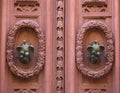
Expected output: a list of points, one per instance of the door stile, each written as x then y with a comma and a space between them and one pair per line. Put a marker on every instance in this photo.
70, 46
116, 22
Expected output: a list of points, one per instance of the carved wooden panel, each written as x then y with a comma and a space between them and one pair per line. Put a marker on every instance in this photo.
11, 58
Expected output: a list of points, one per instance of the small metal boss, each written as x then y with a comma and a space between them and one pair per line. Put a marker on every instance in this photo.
95, 51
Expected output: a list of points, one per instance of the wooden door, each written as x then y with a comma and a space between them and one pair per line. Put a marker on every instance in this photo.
49, 46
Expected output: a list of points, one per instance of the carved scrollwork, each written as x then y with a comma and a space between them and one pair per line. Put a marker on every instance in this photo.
109, 49
26, 5
40, 54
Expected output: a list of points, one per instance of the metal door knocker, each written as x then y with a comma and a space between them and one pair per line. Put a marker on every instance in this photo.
24, 52
95, 51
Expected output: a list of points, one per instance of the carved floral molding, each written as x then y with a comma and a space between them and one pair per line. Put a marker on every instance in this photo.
26, 5
25, 91
94, 6
60, 46
40, 54
109, 49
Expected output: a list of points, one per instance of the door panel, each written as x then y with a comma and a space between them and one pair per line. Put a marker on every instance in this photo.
60, 32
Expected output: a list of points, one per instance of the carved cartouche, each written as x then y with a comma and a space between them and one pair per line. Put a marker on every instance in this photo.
24, 52
95, 51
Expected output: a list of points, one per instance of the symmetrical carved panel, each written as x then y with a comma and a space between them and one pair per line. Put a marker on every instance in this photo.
95, 91
25, 91
94, 5
26, 5
60, 46
40, 60
80, 47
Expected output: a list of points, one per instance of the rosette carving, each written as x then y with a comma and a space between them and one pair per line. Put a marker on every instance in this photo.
40, 60
80, 47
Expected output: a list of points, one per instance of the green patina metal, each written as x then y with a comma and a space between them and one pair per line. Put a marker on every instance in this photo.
95, 51
24, 52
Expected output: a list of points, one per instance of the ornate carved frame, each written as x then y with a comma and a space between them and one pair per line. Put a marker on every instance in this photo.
41, 49
109, 51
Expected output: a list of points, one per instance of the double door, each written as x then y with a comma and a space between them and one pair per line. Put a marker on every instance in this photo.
59, 46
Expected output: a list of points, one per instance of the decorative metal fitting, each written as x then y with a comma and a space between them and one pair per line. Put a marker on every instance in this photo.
24, 52
95, 51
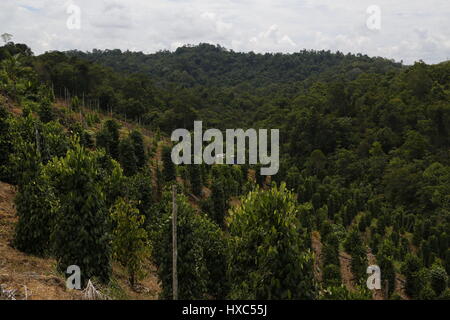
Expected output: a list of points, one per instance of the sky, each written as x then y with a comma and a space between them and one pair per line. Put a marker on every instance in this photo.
403, 30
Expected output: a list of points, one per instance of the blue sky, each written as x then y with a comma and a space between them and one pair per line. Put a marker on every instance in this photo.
409, 30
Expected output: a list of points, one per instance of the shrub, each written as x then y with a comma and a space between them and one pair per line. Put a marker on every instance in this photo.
268, 258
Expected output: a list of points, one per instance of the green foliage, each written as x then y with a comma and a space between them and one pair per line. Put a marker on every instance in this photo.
130, 245
168, 165
82, 230
108, 138
139, 149
342, 293
46, 113
201, 252
356, 248
127, 157
268, 257
439, 279
36, 206
411, 270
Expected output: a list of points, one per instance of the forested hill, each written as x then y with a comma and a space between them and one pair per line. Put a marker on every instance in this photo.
210, 65
364, 170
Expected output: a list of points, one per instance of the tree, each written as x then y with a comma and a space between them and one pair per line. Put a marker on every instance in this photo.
168, 165
127, 157
46, 113
410, 270
108, 138
196, 179
36, 206
82, 230
268, 258
139, 149
201, 249
439, 279
219, 202
130, 245
355, 247
6, 146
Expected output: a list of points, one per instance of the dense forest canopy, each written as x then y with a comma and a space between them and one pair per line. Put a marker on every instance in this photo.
365, 167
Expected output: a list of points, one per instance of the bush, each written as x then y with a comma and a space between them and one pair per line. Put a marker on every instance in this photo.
36, 206
130, 243
82, 229
268, 258
438, 278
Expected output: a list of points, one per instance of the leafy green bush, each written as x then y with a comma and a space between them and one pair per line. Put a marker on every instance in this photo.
268, 258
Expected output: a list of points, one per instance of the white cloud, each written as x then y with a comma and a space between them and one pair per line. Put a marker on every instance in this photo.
410, 29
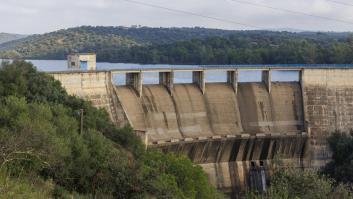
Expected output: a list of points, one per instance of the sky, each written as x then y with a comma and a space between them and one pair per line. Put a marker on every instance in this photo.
41, 16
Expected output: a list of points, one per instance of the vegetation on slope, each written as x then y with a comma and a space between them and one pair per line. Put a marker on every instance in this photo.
341, 166
6, 37
306, 184
261, 48
185, 46
56, 45
43, 155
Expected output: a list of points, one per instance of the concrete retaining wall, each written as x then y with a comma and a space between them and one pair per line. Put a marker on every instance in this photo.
328, 99
215, 127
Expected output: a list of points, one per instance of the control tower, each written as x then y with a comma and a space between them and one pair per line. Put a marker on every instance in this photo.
82, 61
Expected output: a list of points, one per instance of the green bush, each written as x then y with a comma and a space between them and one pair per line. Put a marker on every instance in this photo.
40, 139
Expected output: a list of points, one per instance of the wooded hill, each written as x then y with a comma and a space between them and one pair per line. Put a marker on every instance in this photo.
185, 46
7, 37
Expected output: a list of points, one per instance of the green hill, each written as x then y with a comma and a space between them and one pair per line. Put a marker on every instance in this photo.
185, 46
56, 45
6, 37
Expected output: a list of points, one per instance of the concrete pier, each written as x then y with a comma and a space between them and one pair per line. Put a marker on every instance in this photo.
135, 80
198, 78
266, 79
232, 132
167, 79
232, 79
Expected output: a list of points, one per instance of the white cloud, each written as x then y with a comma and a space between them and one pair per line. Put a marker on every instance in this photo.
38, 16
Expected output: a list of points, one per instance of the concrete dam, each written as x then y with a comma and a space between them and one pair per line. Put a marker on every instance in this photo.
233, 130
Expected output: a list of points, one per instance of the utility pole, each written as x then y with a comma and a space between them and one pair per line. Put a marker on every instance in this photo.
81, 129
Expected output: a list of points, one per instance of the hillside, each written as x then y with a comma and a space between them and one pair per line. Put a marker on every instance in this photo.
185, 46
44, 152
249, 48
56, 45
6, 37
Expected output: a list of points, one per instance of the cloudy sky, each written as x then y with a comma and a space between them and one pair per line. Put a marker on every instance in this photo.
39, 16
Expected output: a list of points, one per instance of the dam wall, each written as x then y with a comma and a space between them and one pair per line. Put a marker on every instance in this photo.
233, 130
328, 99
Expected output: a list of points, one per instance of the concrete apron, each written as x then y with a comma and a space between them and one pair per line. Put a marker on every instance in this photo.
234, 165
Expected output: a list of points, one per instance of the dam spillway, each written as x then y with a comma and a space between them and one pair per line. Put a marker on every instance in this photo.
233, 130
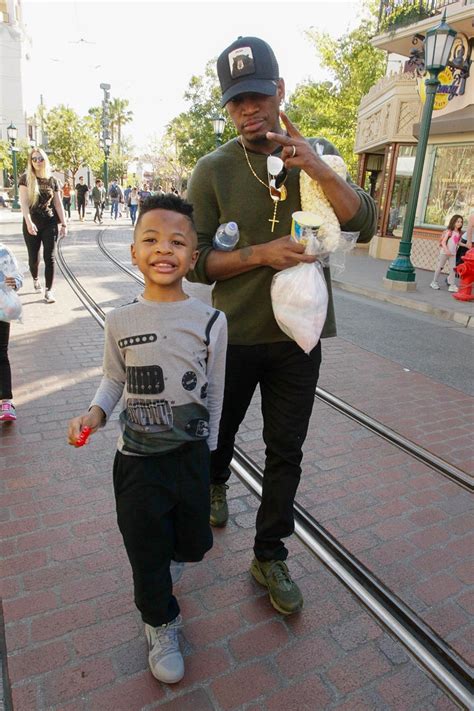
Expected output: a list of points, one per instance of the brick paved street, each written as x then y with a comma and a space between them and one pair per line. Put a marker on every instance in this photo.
74, 639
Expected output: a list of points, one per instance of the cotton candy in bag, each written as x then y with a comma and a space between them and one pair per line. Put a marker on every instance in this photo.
300, 301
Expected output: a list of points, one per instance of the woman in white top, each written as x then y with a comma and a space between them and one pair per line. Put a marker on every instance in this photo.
447, 252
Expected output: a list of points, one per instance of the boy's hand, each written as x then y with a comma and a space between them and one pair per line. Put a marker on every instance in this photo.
92, 419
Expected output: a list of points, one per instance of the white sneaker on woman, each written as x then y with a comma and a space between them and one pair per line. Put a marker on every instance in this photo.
165, 658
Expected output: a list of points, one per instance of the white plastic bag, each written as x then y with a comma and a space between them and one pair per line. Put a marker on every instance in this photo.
300, 301
10, 304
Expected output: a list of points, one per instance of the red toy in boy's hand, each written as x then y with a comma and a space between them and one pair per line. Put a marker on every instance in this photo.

Objective: Retype exactly, please, the span from the line holding "dam wall, each" through the closing line of the data, both ends included, without the pictures.

In response:
Expected output: a list of points, one per instance of the dam wall, each written as x then y with a comma and a space between them and one pair per line. Put a marker on every instance in this photo.
233, 130
328, 99
Expected output: a list of points, one per instance of the concrete apron, each written as x then y with a comma and a space between them and one pair per line. Put a marker on every instance in this photo.
234, 165
Expected output: a list of points, one per instance of the dam spillway, each written as x then y with a comma and a space between them and one pair per line. Put a marker on every instance in this photo.
233, 130
Expected output: a list of points, one per instance of the brick paved street, each written as x then y with a comma and a space between them and one pair per line. Put a marker on every instance in this photo.
74, 639
Expected output: a list of points, one per instance of the cotton candy in bag, each written as x then y with a comma and a space between them and one pair per line. Put a marker on every instance in this photo.
300, 301
Expected output: a list of points, one per instance of the woman in white top, each written as x then y with a comma and a space between them and one pair per line. Put a marker on every instance in this photo.
447, 252
Expected output: a list of points, one per instance of the boy's hand, each written as x then y with a comma and a space between them and one pair per line. Put a marker on every instance in this photo.
92, 419
Expected output: a list of points, one per instance of the white sneaker on woman, each written as x then y with a comma and a space between them and one pair per line. Put a marker on every instance in this photo.
165, 658
Expected output: a list of points, one per instance of the white plastic bag, each written as x then y with a comma and a space between them and one pair per line. Put a marker on every instance in this photo.
300, 301
10, 304
Expected output: a list of points, one per instance of the red toy in boy's hand, each written as x then y with a comma and a space between them and one pair per line. Put a marker on every instance in this photo.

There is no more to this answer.